**INPUT FOR THIS TASK**
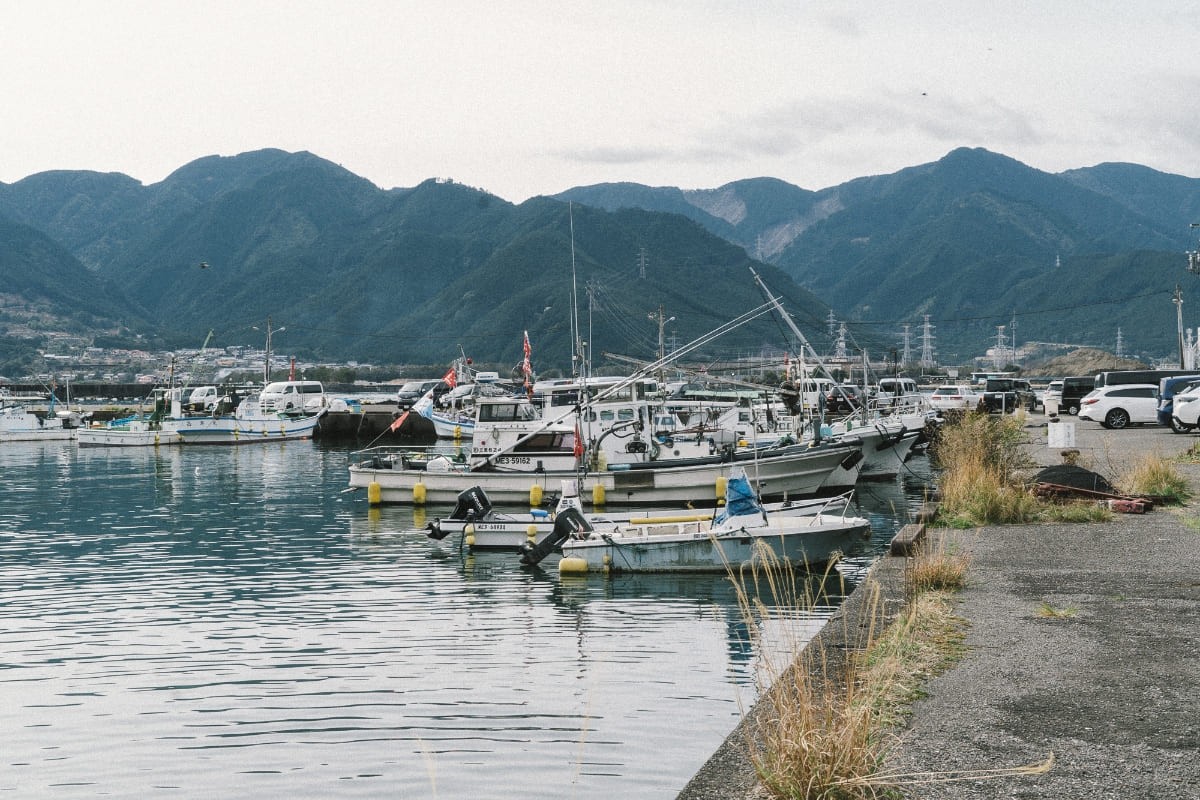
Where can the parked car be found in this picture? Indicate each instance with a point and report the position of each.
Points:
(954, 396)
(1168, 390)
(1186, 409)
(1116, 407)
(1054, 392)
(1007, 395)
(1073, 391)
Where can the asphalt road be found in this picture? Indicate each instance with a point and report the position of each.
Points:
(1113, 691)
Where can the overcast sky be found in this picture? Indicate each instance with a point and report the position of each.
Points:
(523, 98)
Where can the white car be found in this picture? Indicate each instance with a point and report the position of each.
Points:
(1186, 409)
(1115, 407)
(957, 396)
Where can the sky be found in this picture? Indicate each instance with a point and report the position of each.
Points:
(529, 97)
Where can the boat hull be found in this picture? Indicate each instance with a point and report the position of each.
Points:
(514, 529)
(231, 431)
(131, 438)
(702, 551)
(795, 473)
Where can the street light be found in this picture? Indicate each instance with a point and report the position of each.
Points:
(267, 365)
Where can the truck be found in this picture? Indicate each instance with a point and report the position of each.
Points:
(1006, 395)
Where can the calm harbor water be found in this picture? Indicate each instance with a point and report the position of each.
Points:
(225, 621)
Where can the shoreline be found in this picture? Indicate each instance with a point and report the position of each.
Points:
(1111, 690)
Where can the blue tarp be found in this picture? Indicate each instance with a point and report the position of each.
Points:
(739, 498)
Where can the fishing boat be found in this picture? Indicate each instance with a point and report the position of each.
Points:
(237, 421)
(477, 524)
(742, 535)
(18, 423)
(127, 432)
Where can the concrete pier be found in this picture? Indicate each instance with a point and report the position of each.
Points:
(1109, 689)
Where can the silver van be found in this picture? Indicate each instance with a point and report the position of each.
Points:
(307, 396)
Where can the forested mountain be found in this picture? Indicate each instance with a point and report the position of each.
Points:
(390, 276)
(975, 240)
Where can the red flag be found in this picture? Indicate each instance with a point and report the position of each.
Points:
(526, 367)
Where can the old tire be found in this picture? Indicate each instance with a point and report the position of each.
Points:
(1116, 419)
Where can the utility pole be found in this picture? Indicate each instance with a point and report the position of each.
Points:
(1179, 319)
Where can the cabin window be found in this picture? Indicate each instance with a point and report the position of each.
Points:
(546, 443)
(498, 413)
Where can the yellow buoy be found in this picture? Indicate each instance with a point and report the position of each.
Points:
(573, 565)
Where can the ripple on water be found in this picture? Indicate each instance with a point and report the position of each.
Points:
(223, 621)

**PROBLEM DETAILS**
Except for the pictures, copy the material above exactly.

**ANSWER TO THE TASK**
Where can the parked car be found in this picture? Indicate each instance with a point and report the position of each.
Points:
(954, 396)
(1168, 390)
(1186, 409)
(1116, 407)
(1054, 392)
(1007, 395)
(1073, 391)
Where can the asphalt road be found in this picture? Indicate each instance with a point and report the position of each.
Points:
(1113, 691)
Where can the overcast sky be found in this picture? Indicate each instance with a point and report the position of each.
Points:
(523, 98)
Where can the white car be found in this picture? Indicate each instance with a point and report the position of each.
Points:
(1186, 409)
(1115, 407)
(957, 396)
Where can the sky be found in this picture? Indicate each instance with a point and report the position of each.
Points:
(529, 97)
Where can the boat hull be found in this picture? Indicate each instance with a point and report the position of each.
Points:
(514, 529)
(231, 431)
(131, 438)
(702, 551)
(795, 473)
Where can the street light be found in this picture? Indicate each instance with a point and report the position of each.
Points:
(267, 365)
Where can the truck be found in this picture? Indicate each instance with a point and report the position of each.
Points:
(1006, 395)
Where can the calm harbor water be found in this picture? Indicate each instance with a point and report the position of each.
Points:
(225, 621)
Where can the shoreline be found in this picture? Indicate each instance with a point and report the position of each.
Points:
(1111, 690)
Where can the blue tarp be found in this picture? Indicate each instance with a point and report the position of each.
Points:
(739, 498)
Where can the fishing boat be found in this picture? Indicate each instance with a point and report the position of each.
Points:
(237, 421)
(477, 524)
(742, 535)
(18, 423)
(127, 432)
Where can the concrete pier be found in this picture? Indicate each instance with a point and report the position of each.
Points:
(1109, 689)
Where can the silver van be found in this picture? Indicate each instance with a point and report the position of each.
Points:
(307, 396)
Where can the forested mountain be found in this picture? Indicate each instance with a point and report the position of each.
Points:
(390, 276)
(975, 240)
Where can the red flag be found in this picture? Indicate each instance with a point and report the position of each.
Points:
(526, 367)
Where can the old tire be found in this picture? Indicate each instance with a point and report the position of each.
Points:
(1116, 419)
Where can the utility pole be found in this picture? Indicate each instance with a point and report the position of each.
Points:
(1179, 319)
Where can the cabin window be found in this picture? Indicate each instance with a point and report the position of each.
Points:
(546, 443)
(498, 413)
Where can the yellow buoy be found in this picture? Indicate each instance with a point and report the position of each.
Points:
(573, 565)
Where can the ripple on water be found in this picture? Indicate each instance with a point and report the position of each.
Points:
(223, 621)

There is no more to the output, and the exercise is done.